**TASK OBJECTIVE:**
Each entry below is to be written out exactly, and the pictures are to be left out.

**EXTRACTED MATERIAL:**
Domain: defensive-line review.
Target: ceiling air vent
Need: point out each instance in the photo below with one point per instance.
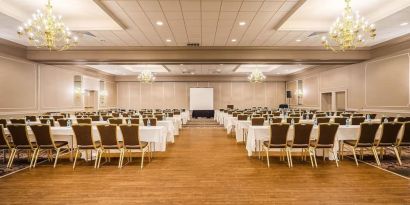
(192, 44)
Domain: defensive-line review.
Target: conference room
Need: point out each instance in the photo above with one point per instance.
(205, 102)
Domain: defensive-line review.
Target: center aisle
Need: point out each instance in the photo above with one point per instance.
(203, 166)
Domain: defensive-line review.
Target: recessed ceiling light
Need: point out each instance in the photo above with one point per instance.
(404, 24)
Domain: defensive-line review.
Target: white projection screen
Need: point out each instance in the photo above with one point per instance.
(201, 99)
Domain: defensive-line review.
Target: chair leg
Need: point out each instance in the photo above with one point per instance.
(396, 152)
(56, 158)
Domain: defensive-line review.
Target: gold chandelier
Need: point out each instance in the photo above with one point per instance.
(45, 29)
(256, 76)
(146, 76)
(348, 32)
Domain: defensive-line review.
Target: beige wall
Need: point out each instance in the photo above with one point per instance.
(378, 85)
(29, 87)
(137, 95)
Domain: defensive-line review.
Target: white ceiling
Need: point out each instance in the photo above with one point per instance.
(200, 69)
(215, 22)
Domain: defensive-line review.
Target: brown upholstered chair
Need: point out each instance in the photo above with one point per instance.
(389, 138)
(358, 120)
(366, 139)
(45, 142)
(277, 139)
(323, 120)
(109, 141)
(301, 139)
(84, 138)
(130, 134)
(257, 121)
(325, 140)
(84, 121)
(340, 120)
(115, 121)
(17, 121)
(152, 121)
(21, 142)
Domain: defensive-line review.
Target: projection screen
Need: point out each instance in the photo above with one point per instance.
(201, 99)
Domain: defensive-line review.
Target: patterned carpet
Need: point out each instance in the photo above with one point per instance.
(389, 161)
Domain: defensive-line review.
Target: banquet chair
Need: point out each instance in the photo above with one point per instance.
(109, 141)
(84, 121)
(32, 118)
(115, 121)
(45, 142)
(340, 120)
(358, 120)
(95, 118)
(325, 140)
(17, 121)
(5, 144)
(295, 119)
(277, 139)
(301, 139)
(84, 138)
(366, 139)
(46, 121)
(152, 121)
(323, 120)
(56, 117)
(132, 141)
(257, 121)
(389, 137)
(19, 136)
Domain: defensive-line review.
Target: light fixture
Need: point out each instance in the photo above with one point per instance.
(45, 29)
(146, 76)
(256, 76)
(349, 31)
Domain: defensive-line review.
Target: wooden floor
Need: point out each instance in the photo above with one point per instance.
(205, 166)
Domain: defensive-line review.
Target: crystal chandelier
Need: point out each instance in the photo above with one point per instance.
(45, 29)
(348, 32)
(146, 76)
(256, 77)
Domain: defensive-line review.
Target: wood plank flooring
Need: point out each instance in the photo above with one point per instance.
(205, 166)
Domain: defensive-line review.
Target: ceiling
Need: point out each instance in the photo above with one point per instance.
(200, 69)
(207, 22)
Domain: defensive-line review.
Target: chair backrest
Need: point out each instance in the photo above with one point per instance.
(108, 134)
(278, 133)
(115, 121)
(3, 122)
(340, 120)
(19, 134)
(17, 121)
(390, 132)
(323, 120)
(83, 134)
(368, 132)
(242, 117)
(327, 134)
(257, 121)
(45, 121)
(42, 134)
(84, 121)
(152, 121)
(302, 133)
(32, 118)
(130, 134)
(358, 120)
(295, 119)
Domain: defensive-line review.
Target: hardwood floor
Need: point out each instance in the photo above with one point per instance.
(205, 166)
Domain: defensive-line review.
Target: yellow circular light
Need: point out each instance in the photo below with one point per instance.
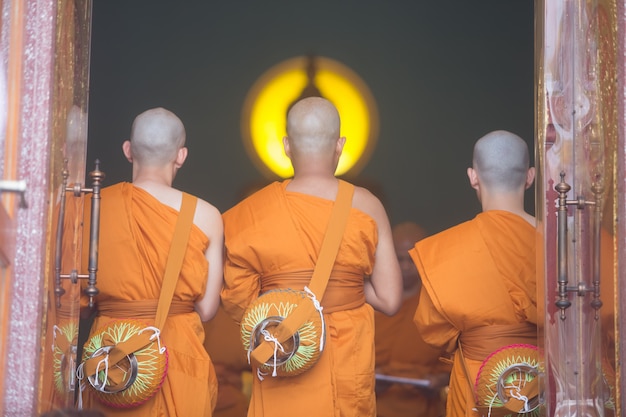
(265, 112)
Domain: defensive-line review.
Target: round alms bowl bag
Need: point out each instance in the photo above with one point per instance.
(298, 353)
(506, 384)
(136, 377)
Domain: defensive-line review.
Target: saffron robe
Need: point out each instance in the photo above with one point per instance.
(477, 274)
(136, 230)
(275, 232)
(401, 351)
(223, 343)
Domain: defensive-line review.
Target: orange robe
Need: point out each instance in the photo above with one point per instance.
(479, 273)
(223, 342)
(275, 231)
(135, 232)
(401, 351)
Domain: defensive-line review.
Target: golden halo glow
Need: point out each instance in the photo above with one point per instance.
(264, 116)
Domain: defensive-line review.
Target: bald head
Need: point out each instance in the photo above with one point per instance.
(313, 126)
(156, 136)
(501, 161)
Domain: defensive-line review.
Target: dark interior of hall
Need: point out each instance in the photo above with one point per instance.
(442, 73)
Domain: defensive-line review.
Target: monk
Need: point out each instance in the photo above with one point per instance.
(479, 284)
(400, 349)
(223, 343)
(275, 235)
(136, 227)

**TASK SOLUTION:**
Domain: defensive-line review.
Target: ceiling air vent
Need: point out each instance in the photo below with one point per instance.
(192, 44)
Domain: defensive-line review.
Target: conference room
Need: point out each instance in the photo above with one point per instance.
(205, 102)
Domain: defensive-line review.
Target: center aisle
Need: point out each instance in the photo above with one point per instance.
(203, 166)
Domain: defensive-line review.
Target: recessed ceiling light
Need: point out each instance in the photo above with one point per instance.
(404, 24)
Domain: defensive-line review.
Target: white projection screen
Need: point out each instance in the photo above with one point per instance.
(201, 99)
Domain: defensive-line review.
Target: chair leg
Need: point out each instance in the photo above with one point per instance.
(396, 152)
(56, 158)
Domain: defensive-line review.
Target: gold chandelier
Need: point out each instance in the photo above with one point per instance.
(45, 29)
(256, 76)
(146, 76)
(348, 32)
Domain: defensive-line review.
Target: beige wall
Need: point out each instance in the photo above with one point per instance.
(378, 85)
(29, 87)
(137, 95)
Domain: defensive-line review.
Target: white ceiling
Need: point out each instance in the photo above with one point per instance.
(200, 69)
(215, 22)
Domain: defensive-line review.
Target: brown upholstered chair
Need: point out each instance in the photo above with one point per instance.
(389, 138)
(358, 120)
(366, 139)
(45, 142)
(277, 139)
(323, 120)
(109, 141)
(301, 139)
(84, 138)
(130, 134)
(257, 121)
(325, 140)
(84, 121)
(340, 120)
(115, 121)
(17, 121)
(152, 121)
(21, 142)
Domain: defensive-line review.
Target: projection screen
Need: point out each instance in the photo above with one point per instance.
(201, 99)
Domain: defensive-line review.
Target: patterned carpet
Need: point out each instance in the photo above with one point per instance.
(389, 161)
Domain: defensive-line review.
Target: banquet chair
Need: point out each instance in the photo above with one point per instance.
(109, 141)
(84, 121)
(32, 118)
(115, 121)
(45, 142)
(340, 120)
(358, 120)
(95, 118)
(325, 140)
(17, 121)
(5, 144)
(295, 119)
(277, 139)
(301, 139)
(84, 138)
(366, 139)
(46, 121)
(152, 121)
(323, 120)
(56, 117)
(132, 141)
(257, 121)
(389, 137)
(19, 136)
Domain: defensive-line review.
Target: light fixture
Need: point out each instance in the photo above with one point per instance.
(45, 29)
(146, 76)
(256, 76)
(349, 31)
Domain: defensive-line review.
Target: wooden floor
Need: point out each instance in the photo above with one point per instance.
(205, 166)
Domain: defensive-line review.
Target: crystal chandelier
Need: point out each instance in the photo above with one point per instance.
(45, 29)
(348, 32)
(146, 76)
(256, 77)
Domain: defensive-line review.
Target: wood plank flooring
Need: point out each instance in the photo above with one point per instance.
(205, 166)
Domain: defensive-line review.
Target: ceiling
Need: point out each instance in the photo above with one point per instance.
(200, 69)
(207, 22)
Domain: defensive-line review.
Target: chair backrest
Need: point out each instance in the photo above with one point per instance.
(108, 134)
(278, 133)
(115, 121)
(3, 122)
(340, 120)
(19, 134)
(17, 121)
(390, 132)
(323, 120)
(83, 134)
(368, 132)
(242, 117)
(327, 134)
(257, 121)
(45, 121)
(42, 134)
(84, 121)
(152, 121)
(302, 133)
(32, 118)
(130, 134)
(358, 120)
(295, 119)
Domain: defensive-line review.
Target: hardwood floor
Need: point out each instance in the photo above with one point per instance.
(205, 166)
Domain: defensive-line review.
Target: yellow circular light
Need: point out each instance in the photo below with one point per instance.
(265, 112)
Domain: defensive-line review.
Target: round alms bowl bag
Need: point out each instance in the photo above with one point per instance.
(298, 353)
(506, 384)
(136, 377)
Domain: defensive-line review.
Target: saffron robe
Need: point out each instance in the photo above with one point per instance.
(477, 274)
(136, 230)
(275, 232)
(401, 351)
(223, 343)
Domain: defensive-line review.
Target: orange robe
Need: point out each instance in the photo above with one point per instance.
(479, 273)
(223, 342)
(275, 231)
(135, 232)
(401, 351)
Domain: defensive-line review.
Target: golden halo glow
Need: point out each instance in the photo above with one point per instance.
(264, 116)
Domain: defensive-line review.
Target: bald head
Need: point out each instance in the photo above with one point per instance.
(313, 126)
(156, 136)
(501, 161)
Domain: defensive-line review.
Target: dark interior of hall
Need: point out each instance in the photo above with one point per instance.
(442, 73)
Domain: defensive-line review.
Target: monk
Need: point out each instance in the photo above with one point per instance.
(479, 284)
(400, 349)
(223, 343)
(275, 235)
(136, 227)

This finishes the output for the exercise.